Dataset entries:
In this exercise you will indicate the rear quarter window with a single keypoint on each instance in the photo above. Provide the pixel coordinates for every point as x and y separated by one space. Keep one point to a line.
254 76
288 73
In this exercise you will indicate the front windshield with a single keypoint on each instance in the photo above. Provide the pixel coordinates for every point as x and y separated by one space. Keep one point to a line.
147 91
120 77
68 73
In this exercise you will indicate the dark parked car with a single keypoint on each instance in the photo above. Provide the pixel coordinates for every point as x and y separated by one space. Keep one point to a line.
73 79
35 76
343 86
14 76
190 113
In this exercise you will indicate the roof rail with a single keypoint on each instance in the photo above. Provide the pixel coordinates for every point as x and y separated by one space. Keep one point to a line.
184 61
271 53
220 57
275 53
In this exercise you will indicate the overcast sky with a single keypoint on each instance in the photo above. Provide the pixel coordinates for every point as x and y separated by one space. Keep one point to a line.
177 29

§ **EXERCISE TASK**
Convert each line of the records above into a Markdown table with two columns, Row and Line, numbering the rows in order and omitting any blank lines.

§ **RESULT**
| Row | Line |
|---|---|
| 1 | In this exercise you will indicate the rear quarter window with a single keypoint on each instance in the photo above. Provide the pixel coordinates for every point as x and y separated by one space. Keep one point to a line. |
| 2 | 254 76 |
| 3 | 288 73 |
| 4 | In this exercise you will indicate the front windshield with a single keypoint on each instance in the photo above. Provide the pixel coordinates for every point as x and y separated by one space. Keep one point to a line. |
| 5 | 147 91 |
| 6 | 120 77 |
| 7 | 68 73 |
| 8 | In this exercise you will indicate the dark parked car with a single keypoint on each instance in the photo above. Provide the pixel coordinates for every point as x and y separated by one space. Keep one point to a line. |
| 9 | 73 79 |
| 10 | 35 76 |
| 11 | 343 86 |
| 12 | 14 76 |
| 13 | 190 113 |
| 14 | In this exercise you will indicate the roof rail with a single keypoint on each instance in the photo above. Provide the pixel coordinates for every point as x and y separated by one space. Keep one point to a line. |
| 15 | 184 61 |
| 16 | 271 53 |
| 17 | 220 57 |
| 18 | 275 53 |
| 19 | In this exercise you will indicate the overcast sky with a single keypoint on each instance in the photo above. Provide the pixel coordinates for every point as x and y separated by one space. Keep one point to a line. |
| 20 | 177 29 |